◆ TASK PROMPT ◆
Every record needs to be restated word for word.

Point localization data
---------------

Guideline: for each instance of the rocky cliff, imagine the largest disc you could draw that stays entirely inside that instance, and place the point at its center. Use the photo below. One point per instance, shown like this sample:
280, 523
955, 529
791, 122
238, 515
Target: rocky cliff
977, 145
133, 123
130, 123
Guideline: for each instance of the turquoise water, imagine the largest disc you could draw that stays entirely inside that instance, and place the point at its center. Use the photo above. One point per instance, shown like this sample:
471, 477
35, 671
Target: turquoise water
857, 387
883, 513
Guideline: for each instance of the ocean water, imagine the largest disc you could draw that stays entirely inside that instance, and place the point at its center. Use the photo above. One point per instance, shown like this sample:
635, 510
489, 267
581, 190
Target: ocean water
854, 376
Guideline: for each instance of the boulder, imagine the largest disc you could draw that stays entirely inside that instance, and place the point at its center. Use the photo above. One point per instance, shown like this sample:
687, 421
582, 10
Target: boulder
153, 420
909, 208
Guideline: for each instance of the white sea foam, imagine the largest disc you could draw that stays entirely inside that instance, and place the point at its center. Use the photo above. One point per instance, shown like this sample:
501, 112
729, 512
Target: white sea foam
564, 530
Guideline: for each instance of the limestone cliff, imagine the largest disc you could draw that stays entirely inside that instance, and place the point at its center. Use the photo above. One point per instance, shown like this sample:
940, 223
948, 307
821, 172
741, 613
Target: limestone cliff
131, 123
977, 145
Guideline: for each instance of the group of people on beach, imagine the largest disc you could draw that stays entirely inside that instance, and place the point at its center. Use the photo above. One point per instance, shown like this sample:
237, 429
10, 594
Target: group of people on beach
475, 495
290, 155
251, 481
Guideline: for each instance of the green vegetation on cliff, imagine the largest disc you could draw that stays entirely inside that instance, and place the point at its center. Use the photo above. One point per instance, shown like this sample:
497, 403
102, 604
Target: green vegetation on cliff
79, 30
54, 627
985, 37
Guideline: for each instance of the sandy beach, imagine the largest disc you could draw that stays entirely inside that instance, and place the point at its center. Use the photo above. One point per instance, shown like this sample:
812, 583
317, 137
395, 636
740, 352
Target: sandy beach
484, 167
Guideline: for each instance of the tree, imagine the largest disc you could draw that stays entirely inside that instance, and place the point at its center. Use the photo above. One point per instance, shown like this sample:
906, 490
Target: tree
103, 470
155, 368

---------------

◆ REPLY TO THE TASK ◆
Guideline: for each instance of the rocky cliff, imagine the largest disc you could draw that stays entirely inside that instance, and place the point at its center. Use the photo below. One point per instance, shown like this sample:
280, 523
955, 529
791, 122
238, 515
Target: rocky cliff
977, 145
133, 123
130, 123
Guideline: for each instance of the turquoise water, imagine the largest disc you could draw that stays entirely inside that instance, and place the point at its center. Use the photo above. One point per instance, shown like this sample:
471, 477
35, 671
Target: turquoise water
857, 387
883, 513
Guideline: for each instance of the ocean water, imagine the largest disc you could draw that stays entirely inside that instance, and place the point at its center. Use the photo above. One point per instance, shown like this sample:
635, 510
489, 267
581, 190
Target: ocean water
854, 376
Guideline: for each instance of the boulder, imagine the largest disc you could draw that stays entirely inside that instance, and place the point at its center. Use the photo above. One point per instance, shown like this sample:
687, 421
582, 10
Target: boulder
153, 420
909, 208
Guideline: for each instance of the white sea foam, imagine the largest disc you could draw that stays entirely inside that instance, and place the point at its center. Use the photo above. One point per instance, shown like this sample:
501, 112
729, 512
Target: white sea foam
564, 530
Guideline: for each instance of the limestone cliff, imagine the largest disc you could draw that stays entirely inside that instance, and place the point at its center. Use the photo above. One point per instance, shown like this sample:
940, 223
948, 307
821, 172
741, 613
Target: limestone cliff
131, 123
977, 145
Guideline: for each instance of the group of people on beach, imagine the largest disc you could draw that stays entirely inside that instance, and place the point at its center. Use the photo above. One point per instance, shown like this sample:
237, 429
10, 594
Target: group of people on beach
475, 495
290, 155
251, 481
Guideline: for each instance of the green vegetation on cliff, imagine the largest disc you could draw that stays entirely inside that instance, and place the point at its center. Use the photo above. One point per instance, shown like this sample:
497, 403
102, 604
Target: green vegetation on cliff
79, 30
54, 627
985, 37
Guideline: for each instance of the sandy beach, imagine the largest disc you could draw that stays entirely inside that instance, and place the point at its center. Use the photo above. One point per instance, shown like this sample:
812, 583
317, 137
395, 636
740, 352
Target: sandy beach
484, 167
Guideline: for each instance of the tree, imagine the largest disc you could draw that stays entirely inside that instance, and place the point at its center. Use the photo above. One point per instance, shown like this sample:
906, 490
Target: tree
103, 470
155, 368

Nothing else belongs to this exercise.